### Excerpted passage
---------------

# Dead Circuit Tracing



## CallMeVilla (Jan 16, 2014)

OK, what is the best way to trace a dead residential circuit?

One outlet in the garage is dead.  No power leg registering on a non-contact device and a plug-in detector.  A GFCI in the nearby downstairs bathroom is also dead. No power leg registering.  Every breaker has been flipped and tested ... none power either of the outlets.

Logically, I would suspect a bad outlet or wire between the garage and the main (thinking that circuit loops to the bathroom GFCI).  However, I do not see another outlet!

Thoughts?  Process?  Testing devices I don't have?  :hide:


----------



## nealtw (Jan 16, 2014)

The gfci is the only unit that power goes thru ,that would be my first suspect, did you tighten screws at the breaker. After that I would map the breakers so you know what controls what and how many outlets you might find on a circuit and what might be in the same area. It's common not to have the bathroom light on the gfci but it might be on the same circuit, so you might look for a loose wire there. Check the house for rodent damage,


----------



## bud16415 (Jan 16, 2014)

There are a number of tone generators that should work for this on the market. Most are intended for use with low voltage phone and computer cables etc. it is my understanding they work fine also on power wiring such as you have but the line must MUST! be dead. 120V will fry the tester. 

The better unites can see thru drywall etc. and when you get back to the panel or sub panel or other wire points the probe will pick up the tone and tell you that you have the right conductor. 

I don&#8217;t own one but I&#8217;m sure someone will recommend one and the best method of using it. I have seen them used.

---------------

### Data listing
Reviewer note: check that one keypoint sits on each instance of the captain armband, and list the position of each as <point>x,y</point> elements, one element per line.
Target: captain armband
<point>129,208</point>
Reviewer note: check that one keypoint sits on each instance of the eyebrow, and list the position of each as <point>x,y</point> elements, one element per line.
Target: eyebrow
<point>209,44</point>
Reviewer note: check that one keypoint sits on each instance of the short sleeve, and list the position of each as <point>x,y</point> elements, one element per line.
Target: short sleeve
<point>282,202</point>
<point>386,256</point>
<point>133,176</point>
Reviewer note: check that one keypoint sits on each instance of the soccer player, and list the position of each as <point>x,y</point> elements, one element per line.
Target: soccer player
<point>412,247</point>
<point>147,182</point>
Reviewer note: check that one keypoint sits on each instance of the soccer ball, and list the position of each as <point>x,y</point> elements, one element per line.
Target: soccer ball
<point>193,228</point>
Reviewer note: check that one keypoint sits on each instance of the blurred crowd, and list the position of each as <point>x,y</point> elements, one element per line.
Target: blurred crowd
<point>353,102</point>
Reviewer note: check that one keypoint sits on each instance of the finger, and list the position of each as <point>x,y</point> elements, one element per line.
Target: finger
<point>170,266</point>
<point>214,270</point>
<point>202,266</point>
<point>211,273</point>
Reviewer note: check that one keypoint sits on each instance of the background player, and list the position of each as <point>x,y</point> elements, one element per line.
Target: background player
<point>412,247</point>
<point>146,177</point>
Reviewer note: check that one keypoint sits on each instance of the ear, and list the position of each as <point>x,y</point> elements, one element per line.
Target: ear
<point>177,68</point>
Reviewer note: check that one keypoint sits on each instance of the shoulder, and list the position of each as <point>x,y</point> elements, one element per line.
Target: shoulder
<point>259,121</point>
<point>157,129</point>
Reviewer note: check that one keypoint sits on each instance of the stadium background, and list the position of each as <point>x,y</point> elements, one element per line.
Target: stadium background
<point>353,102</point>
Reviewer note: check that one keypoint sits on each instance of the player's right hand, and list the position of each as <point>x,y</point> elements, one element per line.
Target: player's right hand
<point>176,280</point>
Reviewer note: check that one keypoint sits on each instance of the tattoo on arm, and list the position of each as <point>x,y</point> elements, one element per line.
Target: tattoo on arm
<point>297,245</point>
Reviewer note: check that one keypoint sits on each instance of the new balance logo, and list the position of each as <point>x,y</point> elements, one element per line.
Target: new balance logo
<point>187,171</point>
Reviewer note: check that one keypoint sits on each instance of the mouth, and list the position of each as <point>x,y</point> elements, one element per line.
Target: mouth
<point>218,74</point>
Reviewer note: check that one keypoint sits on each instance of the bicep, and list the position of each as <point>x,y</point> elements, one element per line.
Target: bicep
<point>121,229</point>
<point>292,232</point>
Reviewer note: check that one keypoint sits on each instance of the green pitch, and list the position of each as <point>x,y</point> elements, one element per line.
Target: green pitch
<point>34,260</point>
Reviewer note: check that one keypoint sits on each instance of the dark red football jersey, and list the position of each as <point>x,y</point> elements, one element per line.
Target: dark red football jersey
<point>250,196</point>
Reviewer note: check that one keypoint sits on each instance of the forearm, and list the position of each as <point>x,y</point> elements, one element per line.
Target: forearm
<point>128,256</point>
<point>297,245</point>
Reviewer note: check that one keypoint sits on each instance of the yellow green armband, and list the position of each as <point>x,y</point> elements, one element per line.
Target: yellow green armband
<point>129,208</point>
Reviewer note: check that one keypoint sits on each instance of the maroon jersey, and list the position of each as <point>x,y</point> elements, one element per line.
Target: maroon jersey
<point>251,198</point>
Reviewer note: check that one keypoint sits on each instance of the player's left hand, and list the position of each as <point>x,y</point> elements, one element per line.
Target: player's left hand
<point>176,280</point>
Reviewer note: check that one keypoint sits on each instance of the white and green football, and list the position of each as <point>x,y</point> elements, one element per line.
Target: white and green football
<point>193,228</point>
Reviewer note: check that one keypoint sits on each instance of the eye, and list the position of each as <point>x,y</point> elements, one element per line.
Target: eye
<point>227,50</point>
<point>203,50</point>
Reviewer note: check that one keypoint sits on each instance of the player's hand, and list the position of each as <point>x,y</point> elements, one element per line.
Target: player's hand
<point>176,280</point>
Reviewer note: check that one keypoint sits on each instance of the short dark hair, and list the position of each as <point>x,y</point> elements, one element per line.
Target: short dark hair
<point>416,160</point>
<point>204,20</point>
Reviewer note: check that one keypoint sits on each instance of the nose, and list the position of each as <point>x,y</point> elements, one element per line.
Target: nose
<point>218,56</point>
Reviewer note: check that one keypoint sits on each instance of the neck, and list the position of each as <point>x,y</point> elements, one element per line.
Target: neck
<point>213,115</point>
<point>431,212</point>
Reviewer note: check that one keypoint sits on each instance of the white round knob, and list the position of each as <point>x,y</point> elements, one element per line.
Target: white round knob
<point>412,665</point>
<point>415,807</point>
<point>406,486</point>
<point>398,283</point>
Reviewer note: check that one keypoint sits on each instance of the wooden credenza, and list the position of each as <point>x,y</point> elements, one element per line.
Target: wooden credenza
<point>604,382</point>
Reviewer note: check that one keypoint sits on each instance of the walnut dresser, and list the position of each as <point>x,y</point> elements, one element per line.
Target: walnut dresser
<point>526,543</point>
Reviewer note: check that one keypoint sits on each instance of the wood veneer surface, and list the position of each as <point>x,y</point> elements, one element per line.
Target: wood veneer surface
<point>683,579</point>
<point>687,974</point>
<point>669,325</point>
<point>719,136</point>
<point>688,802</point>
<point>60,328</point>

---------------

### To be done
a) List the screen names of everyone who posted in the dead circuit thread.
b) Answer these questions using the dead circuit thread, one answer per line.
(i) Besides the garage outlet, what else was found to be dead?
(ii) What did nealtw name as the first suspect?
(iii) According to bud16415, what will 120V do to a tone generator?
c) Continue the dead circuit thread from its last sentence.

### Final results
a) CallMeVilla, nealtw, bud16415

b)
(i) A GFCI in the nearby downstairs bathroom.
(ii) The GFCI.
(iii) Fry the tester.

c)
Here is the fluke model 
http://www.testequipmentdepot.com/f.../pro3000.htm?gclid=CLy-jfSIg7wCFaHm7AodzzwAeQ

http://www.flukenetworks.com/datacom-cabling/installation-tools/Pro3000-Analog-Tone-and-Probe


----------



## CallMeVilla (Jan 16, 2014)

Thanks guys .... I do have a tone and probe device and that will be my next step AFTER checking all screws.  While GFCIs can go bad, it is rare in a relatively new house in California.  The presence of the 2nd outlet being dead is a clue that there is a more probable issue somewhere else.

I will report back on how I solved this one ...


----------



## JoeD (Jan 16, 2014)

Look for another GFCI outside or in another bathroom or the basement. They put all that stuff on one circuit many years ago. Someone  could have added the bathroom GFCI and not really needed it because there is another protecting the circuit.


----------



## Wuzzat? (Jan 16, 2014)

Pull the load center cover and check with a real meter that the breaker is actually putting out 120v but be careful of arc flash.

A dead circuit could mean the hot is open, the neutral is open or both are open and these cases can be checked out individually.  This will give you a clue as to what kind of problem you have.  
A tripped GFCI would give you the last case.


----------



## Wuzzat? (Jan 18, 2014)

CallMeVilla said:


> One outlet in the garage is dead.
> A GFCI in the nearby downstairs bathroom is also dead.



Another choice: 

Because of phantom voltages possibly fooling an electronic ohmmeter  turn off all breakers.
BTW, I use an incand. bulb/battery continuity tester once power is off because it puts some decent current through the connections.

At least one of the three conductors in the cable entering one of the boxes almost certainly eventually goes to the load center hot, neutral or ground, so, 
using an ohmmeter and a helper, completely disconnect this two outlet segment from each other and from the load center hot, neutral and ground and from whatever it's feeding downstream.

Then restore continuity between the two outlets (but check that the hot, neutral and ground for these two are wired correctly to the short slot, the long slot and the round hole).

Then run a new cable from the load center or some other convenient pickoff point to the GFCI.

There's an assumption in this procedure.  Do you see what it is?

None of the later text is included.